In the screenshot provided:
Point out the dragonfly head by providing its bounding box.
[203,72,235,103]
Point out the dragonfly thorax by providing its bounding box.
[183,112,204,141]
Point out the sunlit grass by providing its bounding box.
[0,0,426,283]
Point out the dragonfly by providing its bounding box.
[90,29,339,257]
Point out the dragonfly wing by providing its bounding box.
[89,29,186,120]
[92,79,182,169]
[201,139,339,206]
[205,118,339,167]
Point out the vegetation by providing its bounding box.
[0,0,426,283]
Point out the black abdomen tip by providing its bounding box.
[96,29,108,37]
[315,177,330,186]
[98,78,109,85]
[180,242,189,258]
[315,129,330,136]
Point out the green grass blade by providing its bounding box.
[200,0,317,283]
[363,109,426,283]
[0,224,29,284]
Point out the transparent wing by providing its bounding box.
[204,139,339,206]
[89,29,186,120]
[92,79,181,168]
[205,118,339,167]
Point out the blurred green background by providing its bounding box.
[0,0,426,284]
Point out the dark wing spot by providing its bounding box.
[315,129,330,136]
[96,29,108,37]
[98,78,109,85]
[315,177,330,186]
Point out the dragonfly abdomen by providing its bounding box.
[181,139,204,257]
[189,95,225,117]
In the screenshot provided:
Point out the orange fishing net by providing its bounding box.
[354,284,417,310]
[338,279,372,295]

= Task requirements =
Reproduce all of the rows above, substituting "enclosing rectangle" for each occurrence of "bounding box" and leaving every other part unchanged.

= The reply =
In the screenshot provided:
Point out the dragonfly head by providing its enclosing rectangle.
[203,72,235,103]
Point out the dragonfly thorax by providing its enclosing rectangle.
[183,112,204,141]
Point out the sunlit grass by providing its enclosing rectangle.
[0,0,426,283]
Point out the dragonfly by providing its enclosing rectangle.
[90,29,339,257]
Point out the dragonfly wing by providing its enclosing rectangle.
[89,29,186,120]
[92,79,182,169]
[201,139,339,206]
[205,118,339,167]
Point out the vegetation by providing its enclosing rectangle.
[0,0,426,283]
Point out the black abdomen tip by providing its enclosing rectangle.
[96,29,108,37]
[315,177,330,186]
[98,78,109,85]
[180,242,189,258]
[315,129,330,136]
Point out the green grass blade by providing its enclosing rectangle.
[200,0,317,283]
[363,109,426,283]
[0,224,29,284]
Point out the transparent wing by providing its enclosing rectangle.
[204,139,339,206]
[89,29,186,120]
[92,79,181,168]
[205,118,339,167]
Point out the blurred green background by providing its enclosing rectangle.
[0,0,426,284]
Point out the dark wing spot by providing its enclosing rectangle.
[315,129,330,136]
[96,29,108,37]
[98,78,109,85]
[315,177,330,186]
Point out the dragonfly abdomen by providing its enclosing rectangle.
[181,139,204,257]
[189,95,225,117]
In the screenshot provided:
Point out the orange fishing net by providing its enclosing rectangle.
[354,284,417,310]
[338,279,372,295]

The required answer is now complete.